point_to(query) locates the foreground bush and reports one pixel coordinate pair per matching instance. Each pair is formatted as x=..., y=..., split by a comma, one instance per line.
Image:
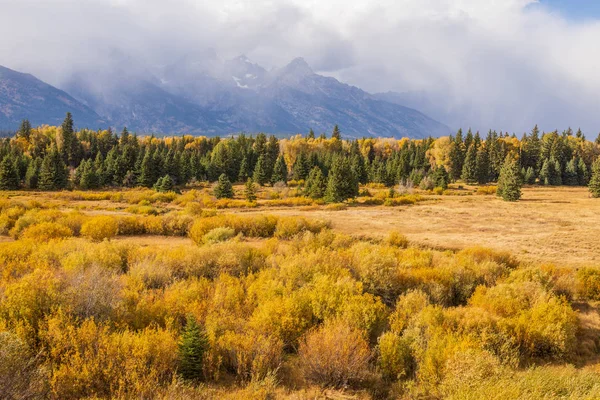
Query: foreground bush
x=47, y=231
x=100, y=228
x=335, y=355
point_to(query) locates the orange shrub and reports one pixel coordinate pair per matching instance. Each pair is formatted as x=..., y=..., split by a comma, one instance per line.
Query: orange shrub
x=100, y=228
x=47, y=231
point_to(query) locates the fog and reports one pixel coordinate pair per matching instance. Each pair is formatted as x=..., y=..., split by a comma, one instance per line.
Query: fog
x=502, y=64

────────────────────

**EXERCISE:** Please retype the records above exactly, excluding every picture.

**SOLUTION FOR THIS TASK:**
point_to(query) locates the foreground bush and reports one pixel coordinate pair per matching instance. Each pair is formatted as x=..., y=..., split by a comma, one instance per line.
Image:
Query: foreground bush
x=47, y=231
x=100, y=228
x=335, y=355
point_to(query) locates the orange shrub and reports one pixel coordinate pair per matching instance. Each pair is formatted as x=..., y=..., split by a comma, one instance per line.
Query: orange shrub
x=100, y=228
x=47, y=231
point_to(query) locates the fog and reports one pixel coordinate pair per matching instance. Each pair is formatted as x=..., y=..., split by a comma, one instance per line.
Query: fog
x=502, y=64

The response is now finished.